(Extracted data entries)
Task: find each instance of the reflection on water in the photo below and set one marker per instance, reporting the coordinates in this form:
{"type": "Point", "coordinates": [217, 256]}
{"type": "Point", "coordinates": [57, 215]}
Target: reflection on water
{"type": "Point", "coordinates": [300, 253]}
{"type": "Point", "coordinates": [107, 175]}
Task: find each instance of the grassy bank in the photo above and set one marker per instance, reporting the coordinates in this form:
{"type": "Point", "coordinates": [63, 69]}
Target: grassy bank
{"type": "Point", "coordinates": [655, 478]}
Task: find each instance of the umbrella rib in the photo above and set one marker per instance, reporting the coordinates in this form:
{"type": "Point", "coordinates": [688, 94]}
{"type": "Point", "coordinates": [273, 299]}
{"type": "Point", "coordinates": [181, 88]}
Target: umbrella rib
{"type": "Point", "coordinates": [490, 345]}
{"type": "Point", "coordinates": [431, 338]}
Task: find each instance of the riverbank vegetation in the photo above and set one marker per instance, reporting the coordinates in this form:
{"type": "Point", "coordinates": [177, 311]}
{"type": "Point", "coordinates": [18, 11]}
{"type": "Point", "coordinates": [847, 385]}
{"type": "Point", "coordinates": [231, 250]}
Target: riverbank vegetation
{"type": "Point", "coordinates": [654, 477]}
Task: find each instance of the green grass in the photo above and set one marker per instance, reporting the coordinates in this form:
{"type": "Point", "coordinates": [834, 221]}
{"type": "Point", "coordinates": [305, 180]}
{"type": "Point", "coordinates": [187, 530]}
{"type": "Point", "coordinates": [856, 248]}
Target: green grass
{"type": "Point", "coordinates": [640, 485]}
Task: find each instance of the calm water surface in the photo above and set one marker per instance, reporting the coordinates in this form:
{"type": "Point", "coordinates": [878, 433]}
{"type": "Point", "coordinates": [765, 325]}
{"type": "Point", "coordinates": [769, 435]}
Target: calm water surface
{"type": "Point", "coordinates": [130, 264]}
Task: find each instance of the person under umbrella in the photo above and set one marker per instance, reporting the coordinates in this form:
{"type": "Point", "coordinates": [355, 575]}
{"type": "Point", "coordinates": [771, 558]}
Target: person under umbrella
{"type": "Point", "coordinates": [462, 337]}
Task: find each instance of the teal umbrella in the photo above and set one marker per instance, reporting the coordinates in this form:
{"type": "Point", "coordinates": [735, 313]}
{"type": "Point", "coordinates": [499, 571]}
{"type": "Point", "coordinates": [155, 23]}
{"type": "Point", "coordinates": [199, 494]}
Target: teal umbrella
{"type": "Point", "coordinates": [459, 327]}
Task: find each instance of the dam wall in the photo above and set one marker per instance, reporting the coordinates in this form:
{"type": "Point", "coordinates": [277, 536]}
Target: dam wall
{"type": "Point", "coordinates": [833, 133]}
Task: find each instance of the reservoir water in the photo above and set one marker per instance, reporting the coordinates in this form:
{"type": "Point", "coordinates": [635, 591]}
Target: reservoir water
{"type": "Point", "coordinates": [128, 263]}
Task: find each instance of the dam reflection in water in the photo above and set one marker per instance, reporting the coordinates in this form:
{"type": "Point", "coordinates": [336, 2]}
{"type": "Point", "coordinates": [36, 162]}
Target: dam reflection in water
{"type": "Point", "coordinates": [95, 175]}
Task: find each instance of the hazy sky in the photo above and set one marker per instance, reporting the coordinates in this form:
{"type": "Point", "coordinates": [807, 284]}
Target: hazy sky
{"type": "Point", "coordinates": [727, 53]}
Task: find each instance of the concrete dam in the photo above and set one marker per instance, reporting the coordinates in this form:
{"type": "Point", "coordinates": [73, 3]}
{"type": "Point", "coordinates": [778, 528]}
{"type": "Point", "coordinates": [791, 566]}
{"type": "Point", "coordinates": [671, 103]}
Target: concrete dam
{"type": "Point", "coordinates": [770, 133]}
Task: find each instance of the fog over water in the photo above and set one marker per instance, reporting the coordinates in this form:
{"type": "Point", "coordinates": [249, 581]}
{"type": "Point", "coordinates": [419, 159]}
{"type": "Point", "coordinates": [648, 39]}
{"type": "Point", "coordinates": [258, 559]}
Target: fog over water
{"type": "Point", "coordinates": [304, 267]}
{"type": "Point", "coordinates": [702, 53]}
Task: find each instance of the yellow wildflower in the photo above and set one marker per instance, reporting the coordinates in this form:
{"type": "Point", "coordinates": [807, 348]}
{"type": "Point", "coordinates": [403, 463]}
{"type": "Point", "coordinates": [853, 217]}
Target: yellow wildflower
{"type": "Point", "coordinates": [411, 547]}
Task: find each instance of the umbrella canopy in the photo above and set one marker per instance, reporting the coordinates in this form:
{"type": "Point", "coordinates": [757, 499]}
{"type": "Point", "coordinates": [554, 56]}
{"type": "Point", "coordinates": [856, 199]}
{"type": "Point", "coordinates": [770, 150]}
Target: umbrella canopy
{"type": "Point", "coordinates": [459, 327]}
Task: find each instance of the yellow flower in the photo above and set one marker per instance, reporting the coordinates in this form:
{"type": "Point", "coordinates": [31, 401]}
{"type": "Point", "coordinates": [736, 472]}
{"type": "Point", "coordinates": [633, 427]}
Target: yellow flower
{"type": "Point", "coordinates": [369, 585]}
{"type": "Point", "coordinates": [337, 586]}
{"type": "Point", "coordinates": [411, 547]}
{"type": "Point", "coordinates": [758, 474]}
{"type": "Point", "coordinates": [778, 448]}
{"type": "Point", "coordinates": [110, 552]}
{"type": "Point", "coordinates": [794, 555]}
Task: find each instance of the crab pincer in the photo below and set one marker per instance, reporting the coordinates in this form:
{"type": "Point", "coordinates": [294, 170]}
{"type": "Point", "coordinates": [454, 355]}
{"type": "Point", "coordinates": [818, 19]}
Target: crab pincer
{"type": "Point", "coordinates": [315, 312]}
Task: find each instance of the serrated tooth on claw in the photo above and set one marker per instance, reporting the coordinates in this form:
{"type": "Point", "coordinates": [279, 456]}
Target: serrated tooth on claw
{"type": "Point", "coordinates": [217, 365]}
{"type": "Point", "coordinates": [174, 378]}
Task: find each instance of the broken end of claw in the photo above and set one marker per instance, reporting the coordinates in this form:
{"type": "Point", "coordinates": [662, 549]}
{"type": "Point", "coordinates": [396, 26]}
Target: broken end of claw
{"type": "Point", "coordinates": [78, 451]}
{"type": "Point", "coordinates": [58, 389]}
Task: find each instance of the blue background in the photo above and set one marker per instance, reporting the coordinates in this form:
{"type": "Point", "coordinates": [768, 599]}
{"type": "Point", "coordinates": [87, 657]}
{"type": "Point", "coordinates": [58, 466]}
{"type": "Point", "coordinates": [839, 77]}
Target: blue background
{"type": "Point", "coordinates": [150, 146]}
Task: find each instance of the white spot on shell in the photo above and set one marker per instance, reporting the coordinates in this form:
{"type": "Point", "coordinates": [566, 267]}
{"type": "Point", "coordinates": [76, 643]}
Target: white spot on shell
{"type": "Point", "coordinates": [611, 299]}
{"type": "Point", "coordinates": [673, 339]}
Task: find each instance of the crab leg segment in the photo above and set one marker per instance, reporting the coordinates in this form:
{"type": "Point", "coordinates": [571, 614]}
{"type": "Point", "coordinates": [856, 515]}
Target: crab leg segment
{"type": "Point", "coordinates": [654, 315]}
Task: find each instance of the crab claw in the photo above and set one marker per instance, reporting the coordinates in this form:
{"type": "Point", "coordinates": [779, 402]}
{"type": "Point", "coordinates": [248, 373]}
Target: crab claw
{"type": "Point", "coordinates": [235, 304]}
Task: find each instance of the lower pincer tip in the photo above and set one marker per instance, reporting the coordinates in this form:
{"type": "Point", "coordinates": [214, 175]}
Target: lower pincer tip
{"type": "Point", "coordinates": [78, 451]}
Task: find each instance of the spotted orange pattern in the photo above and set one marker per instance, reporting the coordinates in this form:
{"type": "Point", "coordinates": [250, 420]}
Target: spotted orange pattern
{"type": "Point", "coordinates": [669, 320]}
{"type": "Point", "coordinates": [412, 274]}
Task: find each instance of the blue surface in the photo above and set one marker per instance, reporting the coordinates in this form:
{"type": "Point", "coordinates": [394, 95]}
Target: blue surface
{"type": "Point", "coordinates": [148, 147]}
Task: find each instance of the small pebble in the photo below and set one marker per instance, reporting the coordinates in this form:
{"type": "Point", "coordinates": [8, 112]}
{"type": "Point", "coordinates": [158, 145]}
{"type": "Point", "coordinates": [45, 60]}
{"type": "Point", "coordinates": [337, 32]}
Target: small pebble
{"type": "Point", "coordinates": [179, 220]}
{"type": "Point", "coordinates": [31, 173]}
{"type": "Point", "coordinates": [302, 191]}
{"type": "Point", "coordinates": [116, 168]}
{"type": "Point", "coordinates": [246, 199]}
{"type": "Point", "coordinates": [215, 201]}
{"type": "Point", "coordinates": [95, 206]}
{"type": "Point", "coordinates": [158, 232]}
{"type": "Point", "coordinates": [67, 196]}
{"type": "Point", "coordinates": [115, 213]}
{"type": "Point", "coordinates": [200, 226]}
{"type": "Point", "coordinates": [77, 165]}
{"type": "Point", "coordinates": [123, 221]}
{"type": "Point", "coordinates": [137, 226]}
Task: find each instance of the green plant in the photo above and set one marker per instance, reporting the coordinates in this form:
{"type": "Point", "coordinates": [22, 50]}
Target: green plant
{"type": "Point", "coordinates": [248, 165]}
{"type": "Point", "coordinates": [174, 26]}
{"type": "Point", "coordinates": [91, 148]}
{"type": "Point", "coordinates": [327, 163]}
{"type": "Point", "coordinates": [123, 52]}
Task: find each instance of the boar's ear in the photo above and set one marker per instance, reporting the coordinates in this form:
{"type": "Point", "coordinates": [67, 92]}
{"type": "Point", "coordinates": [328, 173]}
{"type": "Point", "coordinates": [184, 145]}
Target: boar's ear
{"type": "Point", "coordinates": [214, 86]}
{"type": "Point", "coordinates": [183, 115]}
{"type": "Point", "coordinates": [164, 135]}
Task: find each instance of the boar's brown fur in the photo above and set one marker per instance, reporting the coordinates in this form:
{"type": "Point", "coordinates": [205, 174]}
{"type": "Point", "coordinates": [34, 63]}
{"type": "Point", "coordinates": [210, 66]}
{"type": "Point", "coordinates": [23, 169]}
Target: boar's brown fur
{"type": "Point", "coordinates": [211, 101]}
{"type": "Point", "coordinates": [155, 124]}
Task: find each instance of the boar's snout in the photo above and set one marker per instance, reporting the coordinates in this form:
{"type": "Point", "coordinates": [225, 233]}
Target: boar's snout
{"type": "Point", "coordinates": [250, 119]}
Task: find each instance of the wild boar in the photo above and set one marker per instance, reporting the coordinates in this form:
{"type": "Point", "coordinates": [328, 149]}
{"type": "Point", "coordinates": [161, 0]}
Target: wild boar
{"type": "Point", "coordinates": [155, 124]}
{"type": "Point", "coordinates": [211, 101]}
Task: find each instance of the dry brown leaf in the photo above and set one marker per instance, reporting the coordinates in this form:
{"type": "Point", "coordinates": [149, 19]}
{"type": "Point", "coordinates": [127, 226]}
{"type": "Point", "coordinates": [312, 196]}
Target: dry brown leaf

### [Exercise prompt]
Please show the lines in the entries above that hold the string "leaf".

### [Result of this task]
Task: find each instance of the dry brown leaf in the photo above and set one marker per instance, reporting the coordinates in this form:
Target: dry brown leaf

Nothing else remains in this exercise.